RECORDS FOR THE EXERCISE
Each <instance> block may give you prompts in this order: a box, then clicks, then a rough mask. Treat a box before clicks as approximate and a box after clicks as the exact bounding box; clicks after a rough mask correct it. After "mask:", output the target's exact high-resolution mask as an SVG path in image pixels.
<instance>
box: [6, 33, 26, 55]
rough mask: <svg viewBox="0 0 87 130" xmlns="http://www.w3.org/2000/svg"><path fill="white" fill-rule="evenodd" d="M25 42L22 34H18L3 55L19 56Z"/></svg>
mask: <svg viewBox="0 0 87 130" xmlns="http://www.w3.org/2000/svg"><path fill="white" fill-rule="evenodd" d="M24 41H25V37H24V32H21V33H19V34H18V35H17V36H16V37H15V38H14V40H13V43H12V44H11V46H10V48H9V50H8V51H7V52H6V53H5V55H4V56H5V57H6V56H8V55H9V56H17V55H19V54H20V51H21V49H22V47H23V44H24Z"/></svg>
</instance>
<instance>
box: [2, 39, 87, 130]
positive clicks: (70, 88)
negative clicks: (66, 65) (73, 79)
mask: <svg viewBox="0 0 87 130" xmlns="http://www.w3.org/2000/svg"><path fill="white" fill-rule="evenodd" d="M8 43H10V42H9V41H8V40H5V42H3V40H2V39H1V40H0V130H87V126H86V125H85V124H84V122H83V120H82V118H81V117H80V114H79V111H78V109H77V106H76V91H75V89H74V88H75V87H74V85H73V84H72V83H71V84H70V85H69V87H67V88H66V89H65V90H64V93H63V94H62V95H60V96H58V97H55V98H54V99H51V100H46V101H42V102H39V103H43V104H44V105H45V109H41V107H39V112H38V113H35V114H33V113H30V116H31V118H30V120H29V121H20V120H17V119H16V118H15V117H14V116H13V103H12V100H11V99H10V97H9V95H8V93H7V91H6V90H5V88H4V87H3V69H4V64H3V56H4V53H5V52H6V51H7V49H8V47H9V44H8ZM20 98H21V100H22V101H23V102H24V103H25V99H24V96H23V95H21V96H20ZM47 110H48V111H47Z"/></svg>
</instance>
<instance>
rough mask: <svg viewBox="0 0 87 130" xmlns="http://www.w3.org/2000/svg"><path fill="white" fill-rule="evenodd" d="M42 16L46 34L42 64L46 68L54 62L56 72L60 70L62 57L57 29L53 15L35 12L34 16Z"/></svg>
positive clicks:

EXERCISE BRIEF
Print exactly, and only, the lines beginning at the top of the listing and ending at the line with "box: [6, 33, 26, 55]".

WRITTEN RESPONSE
Each <instance> block may give you prompts in this order: a box, then clicks, then a rough mask. Treat a box before clicks as approximate and a box after clicks as the exact bounding box; clicks after a rough mask correct it. After "mask:", output the target's exact high-resolution mask as an SVG path in image pixels.
<instance>
box: [6, 33, 26, 55]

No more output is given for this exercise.